**TASK DETAILS:**
Resume the news item on West Virginia University's Military Friendly School recognition after its final sentence.

For the fifth-consecutive year, G.I. Jobs Magazine has named West Virginia University a Military Friendly School for 2014.
“Inclusion on the 2014 Military Friendly Schools demonstrates WVU’s commitment to providing a supportive environment for student veterans, service members and their dependents,” said Jerry McCarthy, WVU interim veterans advocate.
More than 800 veterans, military personnel or their dependents are currently studying at WVU with 188 new student vets admitted this fall. WVU began implementing services and initiatives for veterans in 2004, McCarthy said.
“We’ve always been ahead of the curve when it comes to programs and services,” he said.
This year, seven more college and schools joined WVU’s Yellow Ribbon. The Eberly College of Arts and Sciences, the College of Business and Economics, the College of Physical Activity and Sport Sciences, the Davis College of Agriculture, Natural Resources and Design, the Benjamin M. Statler College of Engineering and Mineral Resources, the School of Dentistry and the School of Medicine now offer the program, which is an extension of the 9/11 GI Bill that pays all in-state tuition and fees at public colleges and university for eligible students. This is the second year the University has offered the Yellow Ribbon program to out-of-state graduate students.
WVU has established a veterans’ advocate in the Office of Financial Aid and has adopted veteran-friendly classes tailored to vets’ interests and needs, as well as a network of connections on campus to serve as resources for vets.

**Collected data:**
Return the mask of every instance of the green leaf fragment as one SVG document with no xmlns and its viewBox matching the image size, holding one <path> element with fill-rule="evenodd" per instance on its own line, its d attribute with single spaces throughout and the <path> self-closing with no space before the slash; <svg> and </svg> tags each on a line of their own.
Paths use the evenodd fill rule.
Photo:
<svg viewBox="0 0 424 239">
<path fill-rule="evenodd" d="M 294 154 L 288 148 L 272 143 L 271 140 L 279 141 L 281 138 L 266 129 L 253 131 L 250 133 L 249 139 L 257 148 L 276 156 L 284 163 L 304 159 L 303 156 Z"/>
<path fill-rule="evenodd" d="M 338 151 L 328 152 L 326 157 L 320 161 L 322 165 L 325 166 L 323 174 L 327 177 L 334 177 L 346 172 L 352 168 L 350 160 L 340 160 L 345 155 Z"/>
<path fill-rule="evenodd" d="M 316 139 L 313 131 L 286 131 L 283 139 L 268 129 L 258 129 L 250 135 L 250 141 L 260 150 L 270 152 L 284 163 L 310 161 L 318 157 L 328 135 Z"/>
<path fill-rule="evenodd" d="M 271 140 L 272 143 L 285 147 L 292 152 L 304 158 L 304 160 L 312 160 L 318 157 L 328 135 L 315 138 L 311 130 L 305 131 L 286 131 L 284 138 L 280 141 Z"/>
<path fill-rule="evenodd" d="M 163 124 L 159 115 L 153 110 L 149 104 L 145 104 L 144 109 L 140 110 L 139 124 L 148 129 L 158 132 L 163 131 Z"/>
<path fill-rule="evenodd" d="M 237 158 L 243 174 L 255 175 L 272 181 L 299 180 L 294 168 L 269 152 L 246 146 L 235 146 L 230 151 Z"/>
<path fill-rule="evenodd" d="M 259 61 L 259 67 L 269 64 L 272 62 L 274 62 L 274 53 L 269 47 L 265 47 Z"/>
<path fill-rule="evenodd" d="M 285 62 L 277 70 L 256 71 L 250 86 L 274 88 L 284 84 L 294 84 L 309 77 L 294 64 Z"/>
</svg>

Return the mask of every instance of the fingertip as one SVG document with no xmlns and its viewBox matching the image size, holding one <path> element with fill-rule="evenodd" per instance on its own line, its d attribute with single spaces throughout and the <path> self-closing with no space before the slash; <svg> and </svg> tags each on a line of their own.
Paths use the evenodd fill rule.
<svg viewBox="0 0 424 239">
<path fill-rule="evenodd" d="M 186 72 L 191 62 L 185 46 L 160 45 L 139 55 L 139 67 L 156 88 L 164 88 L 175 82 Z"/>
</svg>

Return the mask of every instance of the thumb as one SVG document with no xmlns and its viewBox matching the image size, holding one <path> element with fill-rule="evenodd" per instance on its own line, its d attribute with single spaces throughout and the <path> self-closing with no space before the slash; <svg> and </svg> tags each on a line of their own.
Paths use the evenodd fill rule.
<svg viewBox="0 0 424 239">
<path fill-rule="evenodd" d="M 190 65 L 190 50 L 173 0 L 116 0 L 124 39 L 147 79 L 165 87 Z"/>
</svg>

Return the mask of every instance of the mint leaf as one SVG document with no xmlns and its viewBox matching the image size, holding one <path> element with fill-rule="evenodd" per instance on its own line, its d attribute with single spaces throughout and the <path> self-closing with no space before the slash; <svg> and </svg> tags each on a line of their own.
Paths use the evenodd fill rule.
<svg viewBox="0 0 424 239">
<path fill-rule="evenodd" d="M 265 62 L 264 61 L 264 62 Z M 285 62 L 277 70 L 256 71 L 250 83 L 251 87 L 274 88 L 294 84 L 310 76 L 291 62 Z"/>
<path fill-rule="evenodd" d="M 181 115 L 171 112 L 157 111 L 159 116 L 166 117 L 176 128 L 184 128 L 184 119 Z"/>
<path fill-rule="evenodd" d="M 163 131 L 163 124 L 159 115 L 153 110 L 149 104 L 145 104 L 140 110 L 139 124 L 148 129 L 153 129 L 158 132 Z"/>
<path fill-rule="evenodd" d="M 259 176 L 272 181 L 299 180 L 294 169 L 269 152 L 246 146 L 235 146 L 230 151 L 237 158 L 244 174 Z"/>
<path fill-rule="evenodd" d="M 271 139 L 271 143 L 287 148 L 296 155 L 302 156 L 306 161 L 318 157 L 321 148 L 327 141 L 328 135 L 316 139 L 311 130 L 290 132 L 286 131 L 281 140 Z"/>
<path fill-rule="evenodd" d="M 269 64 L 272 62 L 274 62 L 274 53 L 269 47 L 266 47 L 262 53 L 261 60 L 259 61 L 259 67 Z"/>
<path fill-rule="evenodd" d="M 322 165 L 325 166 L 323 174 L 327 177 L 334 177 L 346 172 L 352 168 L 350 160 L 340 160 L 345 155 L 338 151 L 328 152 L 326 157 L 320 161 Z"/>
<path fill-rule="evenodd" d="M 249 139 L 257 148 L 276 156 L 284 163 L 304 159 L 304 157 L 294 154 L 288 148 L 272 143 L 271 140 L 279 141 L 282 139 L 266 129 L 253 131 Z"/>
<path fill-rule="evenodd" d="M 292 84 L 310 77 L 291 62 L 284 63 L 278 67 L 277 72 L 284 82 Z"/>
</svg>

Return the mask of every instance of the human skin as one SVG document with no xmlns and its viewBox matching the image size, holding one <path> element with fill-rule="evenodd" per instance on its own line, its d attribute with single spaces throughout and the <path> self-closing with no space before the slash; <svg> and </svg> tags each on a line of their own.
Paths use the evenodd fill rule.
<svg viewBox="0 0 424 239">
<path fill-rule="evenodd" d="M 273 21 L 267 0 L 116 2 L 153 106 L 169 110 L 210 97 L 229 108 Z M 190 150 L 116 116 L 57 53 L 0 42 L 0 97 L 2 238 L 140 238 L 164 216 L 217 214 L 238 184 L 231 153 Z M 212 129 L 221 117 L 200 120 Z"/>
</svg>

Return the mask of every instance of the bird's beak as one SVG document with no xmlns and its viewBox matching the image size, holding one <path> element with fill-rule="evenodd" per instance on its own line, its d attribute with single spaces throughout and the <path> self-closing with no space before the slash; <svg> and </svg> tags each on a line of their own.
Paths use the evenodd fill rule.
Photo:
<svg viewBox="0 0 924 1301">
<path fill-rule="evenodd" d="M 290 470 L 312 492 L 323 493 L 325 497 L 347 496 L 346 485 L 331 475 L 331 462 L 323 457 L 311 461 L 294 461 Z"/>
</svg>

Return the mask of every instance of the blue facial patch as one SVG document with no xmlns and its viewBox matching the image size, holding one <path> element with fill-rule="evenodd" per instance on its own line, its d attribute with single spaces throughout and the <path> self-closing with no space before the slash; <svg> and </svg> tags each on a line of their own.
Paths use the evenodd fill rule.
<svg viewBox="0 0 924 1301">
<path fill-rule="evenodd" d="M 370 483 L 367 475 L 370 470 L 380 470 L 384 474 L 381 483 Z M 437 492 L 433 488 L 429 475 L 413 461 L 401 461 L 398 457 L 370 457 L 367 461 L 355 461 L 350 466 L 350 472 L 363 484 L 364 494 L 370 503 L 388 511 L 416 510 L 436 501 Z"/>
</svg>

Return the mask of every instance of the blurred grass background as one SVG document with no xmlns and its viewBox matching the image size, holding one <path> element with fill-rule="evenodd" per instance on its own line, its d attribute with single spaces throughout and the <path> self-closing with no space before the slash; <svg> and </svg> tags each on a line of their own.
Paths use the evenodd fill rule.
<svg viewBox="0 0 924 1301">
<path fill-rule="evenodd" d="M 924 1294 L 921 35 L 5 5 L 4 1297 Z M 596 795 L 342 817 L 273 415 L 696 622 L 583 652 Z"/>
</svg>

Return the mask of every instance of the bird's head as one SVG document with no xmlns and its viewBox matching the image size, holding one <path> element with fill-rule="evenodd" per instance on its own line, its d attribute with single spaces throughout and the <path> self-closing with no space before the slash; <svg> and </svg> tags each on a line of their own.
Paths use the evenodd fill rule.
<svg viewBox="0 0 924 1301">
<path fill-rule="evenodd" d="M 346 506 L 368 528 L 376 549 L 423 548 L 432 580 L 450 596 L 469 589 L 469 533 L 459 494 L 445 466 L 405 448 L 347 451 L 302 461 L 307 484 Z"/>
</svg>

**ANSWER SECTION:**
First-year student veterans have the opportunity to take a special Adventure WV session, which is underwritten by Boeing Corp. Adventure WV serves as an outdoor orientation for new students.
WVU’s Division of Human Resources aggressively pursues outreach opportunities to connect employers with prospective veteran employees in the area.
WVU also successfully secured grant money for the Military to Mountaineer Mentoring Program. Funded by the West Virginia Higher Education Policy Commission, the program pairs new student veterans with other student vets who have successfully made the transition and a faculty or staff member who will serve as mentors.
“WVU will continue to offer student veterans’ programs and services to reduce achievement gaps, increase diversity awareness at WVU, its mission and increase the importance of student veterans as members of our campus community,” McCarthy said.